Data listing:
---*---

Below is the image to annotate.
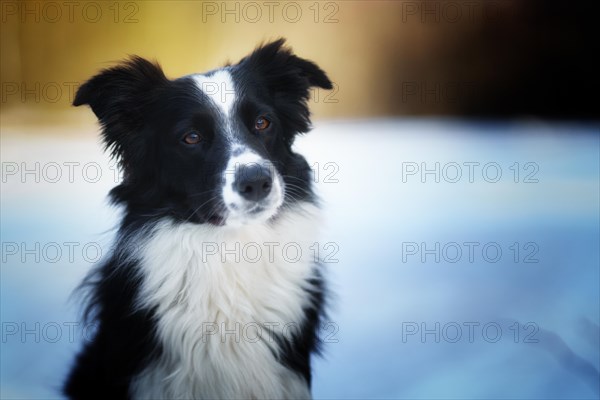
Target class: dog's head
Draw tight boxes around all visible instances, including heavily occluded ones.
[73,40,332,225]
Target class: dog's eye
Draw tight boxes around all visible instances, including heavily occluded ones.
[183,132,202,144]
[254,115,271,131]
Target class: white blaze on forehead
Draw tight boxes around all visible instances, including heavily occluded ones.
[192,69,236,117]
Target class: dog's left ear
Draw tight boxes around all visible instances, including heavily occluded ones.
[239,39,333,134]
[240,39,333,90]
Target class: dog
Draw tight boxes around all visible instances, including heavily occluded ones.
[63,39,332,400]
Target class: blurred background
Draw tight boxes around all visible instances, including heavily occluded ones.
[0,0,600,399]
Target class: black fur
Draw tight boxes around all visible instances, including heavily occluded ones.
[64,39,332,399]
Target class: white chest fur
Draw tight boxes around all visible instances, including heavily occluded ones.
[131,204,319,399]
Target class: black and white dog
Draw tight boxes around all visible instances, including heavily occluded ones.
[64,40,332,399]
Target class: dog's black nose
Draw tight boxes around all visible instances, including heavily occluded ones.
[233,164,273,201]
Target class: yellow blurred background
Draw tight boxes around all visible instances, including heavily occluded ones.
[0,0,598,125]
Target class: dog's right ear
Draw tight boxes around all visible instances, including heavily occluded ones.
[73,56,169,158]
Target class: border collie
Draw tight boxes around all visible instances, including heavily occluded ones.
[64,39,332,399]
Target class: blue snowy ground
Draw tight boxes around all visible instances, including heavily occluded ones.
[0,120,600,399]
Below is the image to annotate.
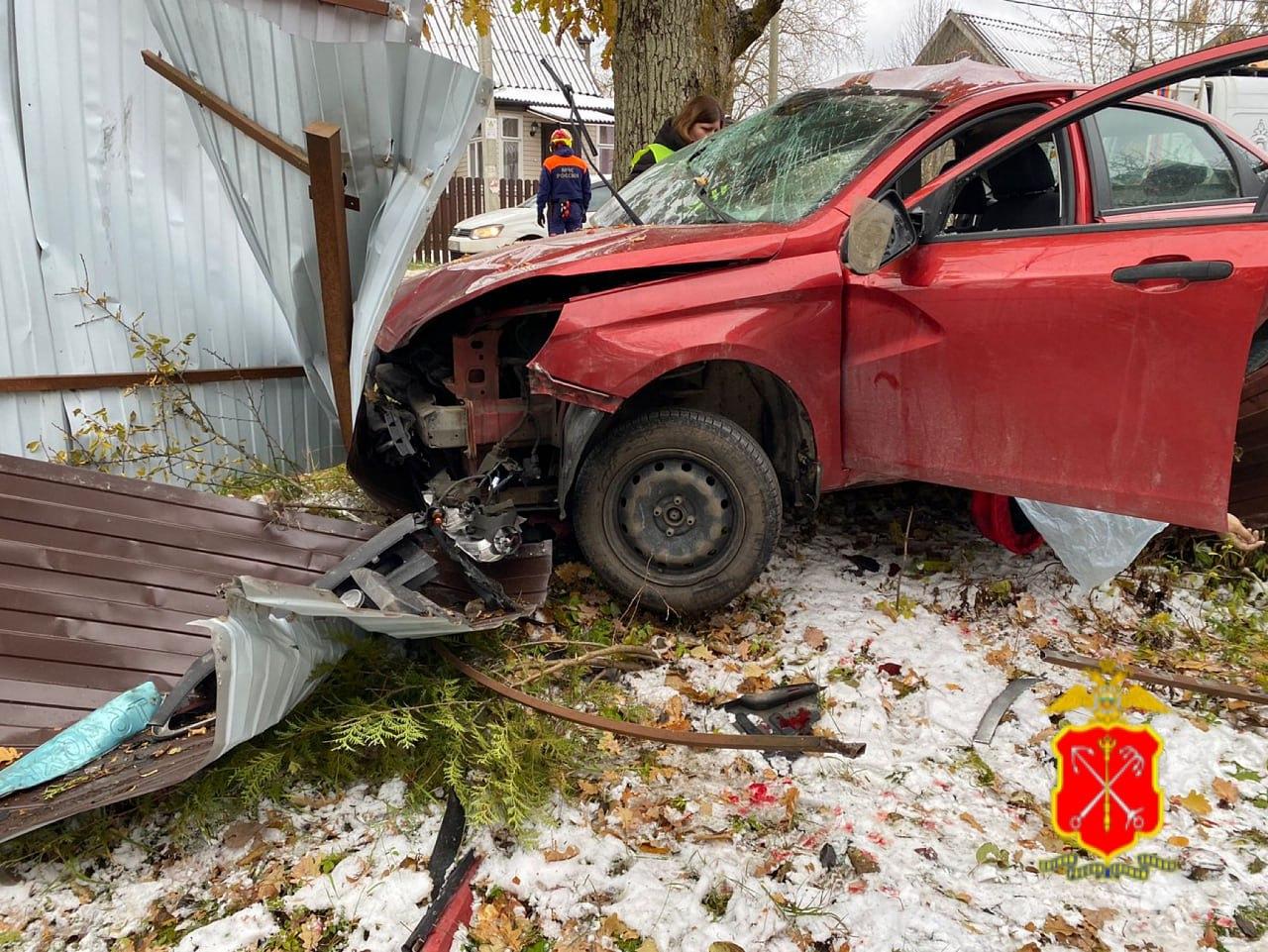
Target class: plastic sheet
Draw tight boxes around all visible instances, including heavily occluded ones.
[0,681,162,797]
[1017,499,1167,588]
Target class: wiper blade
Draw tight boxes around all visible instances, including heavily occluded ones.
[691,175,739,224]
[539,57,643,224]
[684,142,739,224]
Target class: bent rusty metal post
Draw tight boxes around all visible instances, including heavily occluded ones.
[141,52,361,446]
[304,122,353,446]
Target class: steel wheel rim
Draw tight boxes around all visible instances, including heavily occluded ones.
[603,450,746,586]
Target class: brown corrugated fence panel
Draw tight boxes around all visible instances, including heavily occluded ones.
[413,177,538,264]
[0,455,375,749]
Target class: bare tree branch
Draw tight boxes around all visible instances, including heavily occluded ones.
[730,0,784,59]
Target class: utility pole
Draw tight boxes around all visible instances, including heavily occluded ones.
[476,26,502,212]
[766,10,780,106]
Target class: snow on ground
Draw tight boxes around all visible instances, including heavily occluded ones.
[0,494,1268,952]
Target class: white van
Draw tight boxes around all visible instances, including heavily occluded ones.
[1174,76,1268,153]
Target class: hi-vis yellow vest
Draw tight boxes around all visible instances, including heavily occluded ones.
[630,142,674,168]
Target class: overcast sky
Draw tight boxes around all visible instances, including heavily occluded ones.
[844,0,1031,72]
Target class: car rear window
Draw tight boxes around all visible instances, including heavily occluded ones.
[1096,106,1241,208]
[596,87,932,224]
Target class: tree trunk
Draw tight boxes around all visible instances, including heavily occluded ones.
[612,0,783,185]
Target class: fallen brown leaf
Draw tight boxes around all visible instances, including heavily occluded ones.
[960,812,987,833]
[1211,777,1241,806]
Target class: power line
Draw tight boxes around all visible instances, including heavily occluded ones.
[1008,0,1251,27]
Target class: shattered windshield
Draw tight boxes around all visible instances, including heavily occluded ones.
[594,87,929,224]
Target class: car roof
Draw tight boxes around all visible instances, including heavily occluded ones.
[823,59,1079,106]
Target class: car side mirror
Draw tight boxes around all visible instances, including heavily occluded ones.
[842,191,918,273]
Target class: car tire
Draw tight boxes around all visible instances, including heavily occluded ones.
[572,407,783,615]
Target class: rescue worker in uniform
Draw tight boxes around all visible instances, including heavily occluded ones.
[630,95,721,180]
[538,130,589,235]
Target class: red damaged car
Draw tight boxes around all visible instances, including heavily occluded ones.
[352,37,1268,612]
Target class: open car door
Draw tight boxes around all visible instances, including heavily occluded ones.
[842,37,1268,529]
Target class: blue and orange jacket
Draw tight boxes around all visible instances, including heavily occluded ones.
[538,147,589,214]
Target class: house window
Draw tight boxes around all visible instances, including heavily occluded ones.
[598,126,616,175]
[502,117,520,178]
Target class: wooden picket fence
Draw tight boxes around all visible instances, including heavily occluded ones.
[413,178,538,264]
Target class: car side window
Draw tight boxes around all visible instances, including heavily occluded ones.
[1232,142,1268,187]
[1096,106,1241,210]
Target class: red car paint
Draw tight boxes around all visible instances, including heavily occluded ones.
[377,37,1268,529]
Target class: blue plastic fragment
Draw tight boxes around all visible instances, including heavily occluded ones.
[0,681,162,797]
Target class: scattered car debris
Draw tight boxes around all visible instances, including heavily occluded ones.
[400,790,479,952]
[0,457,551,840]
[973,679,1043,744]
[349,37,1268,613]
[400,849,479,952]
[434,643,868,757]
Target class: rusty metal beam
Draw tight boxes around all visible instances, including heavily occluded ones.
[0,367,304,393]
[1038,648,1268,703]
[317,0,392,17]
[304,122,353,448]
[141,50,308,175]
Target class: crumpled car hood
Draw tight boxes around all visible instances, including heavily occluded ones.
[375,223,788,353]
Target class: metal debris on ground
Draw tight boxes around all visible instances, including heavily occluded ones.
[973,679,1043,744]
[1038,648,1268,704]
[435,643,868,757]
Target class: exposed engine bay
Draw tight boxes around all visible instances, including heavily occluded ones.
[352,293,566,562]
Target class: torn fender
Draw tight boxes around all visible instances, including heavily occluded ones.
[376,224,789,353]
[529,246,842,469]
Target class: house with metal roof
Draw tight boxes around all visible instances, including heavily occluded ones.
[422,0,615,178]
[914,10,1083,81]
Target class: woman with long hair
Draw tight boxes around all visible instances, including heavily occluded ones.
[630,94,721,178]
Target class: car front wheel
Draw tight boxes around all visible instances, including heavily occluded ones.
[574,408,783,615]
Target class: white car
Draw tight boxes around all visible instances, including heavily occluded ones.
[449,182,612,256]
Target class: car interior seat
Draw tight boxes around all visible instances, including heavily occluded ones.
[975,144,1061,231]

---*---

Aim of the exercise: Copy out the entire data listing above word for word, leaving out the pictures.

Solved problem:
Below is the image to annotate.
Target class: dog's head
Draw tight boxes around all visible instances, including heavily occluded ones.
[73,40,332,225]
Target class: dog's eye
Draw tight boxes around all visible instances, including heavily occluded ones.
[183,132,202,144]
[254,115,271,131]
Target class: white blaze on forehead
Draw tight boxes around all visible instances, including heavily occluded ones.
[192,69,236,117]
Target class: dog's left ear
Draw tight boxes around all visible instances, including heavily occluded ones.
[239,39,333,134]
[240,39,333,90]
Target class: dog
Draw tight boxes around all visible instances, including heavily occluded ones.
[63,39,332,400]
Target class: blurred background
Draw tight boxes around all visible instances, including heavily occluded ones.
[0,0,600,399]
Target class: black fur
Draw tight boxes around all visible instances, including heavily occluded ones.
[64,39,332,399]
Target class: white chest fur
Draw tight boxes around all visible instances, including heavily occluded ones.
[131,204,319,399]
Target class: black and white dog
Draw tight boxes around all visible instances, including heavily occluded ones.
[64,40,332,399]
Target class: dog's black nose
Draw tight boxes around all visible instances, including heavily occluded ones.
[233,164,273,201]
Target class: yellow blurred background
Draw tight boxes around all visible instances, including heavily occluded ones.
[0,0,598,125]
Target class: dog's right ear
Draw tight boxes around all visible instances, including heavily occluded ones.
[73,56,169,158]
Target class: border collie
Draw tight boxes around all visible instances, including heavily occluded ones.
[64,39,332,399]
Target class: blue snowy ground
Draw tight boxes around all visible instances, including heavily occluded ones.
[0,120,600,399]
Below is the image to annotate.
Target class: plastic sheet
Draw tight boxes around all visible instances, including heavily occluded ones.
[0,681,162,797]
[1017,499,1167,588]
Target class: wiper blade
Draw tight boxes around all visible instances, including heavily occluded ones.
[691,175,739,224]
[539,57,643,224]
[684,142,739,224]
Target class: bent rusty metal post
Draw tight boxes around all visible instances, including heavily occluded ones.
[141,52,361,446]
[304,122,353,446]
Target class: steel wheel rim
Draw tight boxes around all visible instances, including heavily occluded ones.
[603,450,746,586]
Target class: brown corrugated fence panel
Draw tight boxes around all visible instances, including heavily occluded ones.
[413,177,538,264]
[0,455,375,749]
Target class: bare tree branch
Draw tight boxes around all visible instances, including heavily occluded ones.
[730,0,784,59]
Target class: utility pole
Draw tight boxes around all visible instances, including heavily occluded ones.
[476,26,502,212]
[766,10,780,106]
Target class: snow on ground
Draw tight boxes around all visible instances, including heavily occluded ones.
[0,494,1268,952]
Target class: white van
Draw tight boxes around all visible instances, including heavily occluded ones.
[1174,76,1268,153]
Target class: hi-vis yellow vest
Draw tight boxes around all visible instances, including heavily occluded ones.
[630,142,674,168]
Target class: overcast sky
Draw tight boxes around all visible instances, including heavily occluded ones.
[844,0,1031,72]
Target class: car rear window
Draw tight boxes around all visible instances, including heavily occluded ones.
[1096,106,1241,208]
[596,87,932,224]
Target class: tree trunk
Draw tight boxes around all visible instances, including heavily occluded ones.
[612,0,783,185]
Target class: fallen brown leaf
Draw tight boxes around all visible instances, including heavily occluded ones.
[960,812,987,833]
[1211,777,1241,806]
Target class: power line
Draw tight boxes around all visible instances, including heavily occluded ones.
[1008,0,1251,27]
Target class: shattered windshield
Draw tight boxes around all visible instances, including heavily occluded ones.
[594,87,929,224]
Target class: car roof
Draw tight boxes around all visible instances, including heavily occluded ones.
[823,59,1079,106]
Target class: car side mirror
Draw tight boxes around all visible instances, including heavily occluded ones.
[842,191,918,273]
Target class: car tire
Draw tight boxes around all visible instances, including heavily occluded ones.
[572,407,783,615]
Target class: rescue worker in uniform
Draw tight boxes around all visible instances, including heavily occluded ones.
[630,95,721,180]
[538,130,589,235]
Target class: red damaged car
Draw tight boxes around all visible instances, including heavily occluded ones.
[352,37,1268,612]
Target class: open car door
Draw tight boxes around all visible instances, including heavily occluded ones.
[842,37,1268,529]
Target class: blue and orange jacket
Draw tight boxes around all visible instances, including heavily occluded ones.
[538,147,589,214]
Target class: house window
Draw tight boxes around all visible instances, including heavily occluded ones.
[598,126,616,175]
[502,117,520,178]
Target class: wooden picket fence
Draw tight boxes around all visible instances, including heavily occluded ones.
[413,178,538,264]
Target class: car side window
Draw tight boxes around all visible instances, including heavily occluded ones.
[1232,142,1268,187]
[1096,106,1241,210]
Target class: red car paint
Draw tight boxes around all visible instances, including heavily occluded ones.
[377,37,1268,529]
Target class: blue plastic fragment
Draw tight boxes around all visible instances, including heavily occluded ones.
[0,681,162,797]
Target class: scattered car debris
Draw tight boxes around all visible instances, including heavily occluded ones.
[400,790,479,952]
[0,457,551,840]
[973,679,1043,744]
[349,37,1268,613]
[400,849,479,952]
[434,643,868,757]
Target class: rusty metal beam
Draw tight boxes around all visible instances, including heavily occluded ones.
[0,367,304,393]
[1038,648,1268,703]
[317,0,392,17]
[304,122,353,448]
[141,50,308,175]
Target class: crumpled car hood
Draw tight boxes around all visible instances, including heavily occluded ones.
[375,223,788,353]
Target class: metal debris on ground
Draw tight boxes around all visible instances, including heavily occluded ones.
[973,679,1043,744]
[1038,648,1268,704]
[435,643,868,757]
Target class: exposed engine bay
Draw tight boxes around all visible instances, including heavily occluded ones.
[352,293,566,562]
Target class: torn fender
Draw tight boxes around all visible instances, including heavily occluded ones.
[376,224,789,353]
[529,246,842,469]
Target class: house with metal roof
Draw tight boxes around all visible instances, including heavily occluded ones.
[422,0,615,178]
[914,10,1083,81]
Target class: woman with long hair
Draw tight boxes around all visible instances, including heavily occluded ones.
[630,94,721,178]
Target class: car front wheel
Draw tight boxes around all visible instances, including heavily occluded ones.
[574,408,783,615]
Target class: white car
Draw tight boxes around all visible instances, including heavily occluded ones.
[449,182,612,256]
Target class: car interior seat
Draw tight boxes around all visible instances, including heavily occluded ones.
[975,144,1061,231]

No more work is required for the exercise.